▶ [Data listing]:

== Segment start ==

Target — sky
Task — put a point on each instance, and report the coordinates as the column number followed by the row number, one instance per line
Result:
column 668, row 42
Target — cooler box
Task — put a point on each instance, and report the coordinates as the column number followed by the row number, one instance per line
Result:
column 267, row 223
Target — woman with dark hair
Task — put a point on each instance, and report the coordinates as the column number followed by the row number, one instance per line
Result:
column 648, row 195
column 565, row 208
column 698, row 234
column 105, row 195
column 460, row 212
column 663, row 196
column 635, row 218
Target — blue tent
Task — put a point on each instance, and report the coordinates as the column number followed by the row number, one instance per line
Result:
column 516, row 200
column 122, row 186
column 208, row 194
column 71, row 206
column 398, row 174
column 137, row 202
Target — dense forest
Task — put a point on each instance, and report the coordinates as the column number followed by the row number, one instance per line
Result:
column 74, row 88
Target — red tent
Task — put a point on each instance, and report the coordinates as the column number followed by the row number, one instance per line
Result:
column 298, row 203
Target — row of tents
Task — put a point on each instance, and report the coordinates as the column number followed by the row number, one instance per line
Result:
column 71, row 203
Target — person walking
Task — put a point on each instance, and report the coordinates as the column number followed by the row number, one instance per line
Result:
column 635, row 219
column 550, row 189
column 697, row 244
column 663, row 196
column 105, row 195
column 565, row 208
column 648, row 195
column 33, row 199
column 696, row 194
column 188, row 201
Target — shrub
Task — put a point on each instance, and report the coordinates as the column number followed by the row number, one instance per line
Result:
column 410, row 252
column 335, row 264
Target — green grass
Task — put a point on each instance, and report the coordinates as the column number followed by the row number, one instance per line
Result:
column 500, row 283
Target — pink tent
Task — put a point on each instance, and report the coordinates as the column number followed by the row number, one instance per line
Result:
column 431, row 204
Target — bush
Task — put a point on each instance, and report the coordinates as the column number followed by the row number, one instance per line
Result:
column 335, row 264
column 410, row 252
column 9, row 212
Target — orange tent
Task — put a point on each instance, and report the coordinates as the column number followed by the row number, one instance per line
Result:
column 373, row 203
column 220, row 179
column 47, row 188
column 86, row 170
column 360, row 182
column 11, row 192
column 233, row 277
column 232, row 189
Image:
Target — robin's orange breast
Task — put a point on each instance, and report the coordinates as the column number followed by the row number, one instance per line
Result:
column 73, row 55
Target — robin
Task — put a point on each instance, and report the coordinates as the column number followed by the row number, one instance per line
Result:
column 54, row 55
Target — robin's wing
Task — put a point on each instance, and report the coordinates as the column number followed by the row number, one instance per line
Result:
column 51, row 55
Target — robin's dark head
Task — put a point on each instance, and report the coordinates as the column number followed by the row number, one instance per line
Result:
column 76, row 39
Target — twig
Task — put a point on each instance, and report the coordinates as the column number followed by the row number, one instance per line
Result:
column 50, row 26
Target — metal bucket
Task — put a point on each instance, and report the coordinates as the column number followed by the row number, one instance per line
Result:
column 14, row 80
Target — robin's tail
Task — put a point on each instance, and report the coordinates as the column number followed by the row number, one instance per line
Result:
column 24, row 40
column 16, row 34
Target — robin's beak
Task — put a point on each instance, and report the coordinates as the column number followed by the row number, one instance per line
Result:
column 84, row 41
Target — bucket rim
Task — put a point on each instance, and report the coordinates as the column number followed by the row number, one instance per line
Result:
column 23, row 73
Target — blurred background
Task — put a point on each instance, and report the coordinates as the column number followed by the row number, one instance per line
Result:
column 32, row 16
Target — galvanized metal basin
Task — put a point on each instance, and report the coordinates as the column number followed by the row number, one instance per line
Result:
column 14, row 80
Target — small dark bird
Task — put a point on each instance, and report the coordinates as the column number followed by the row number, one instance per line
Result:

== Segment end ==

▶ [What the task requires]:
Where the string "orange" appears in a line of the entries above, return that line.

▶ [Written solution]:
Target — orange tent
Target — robin's orange breast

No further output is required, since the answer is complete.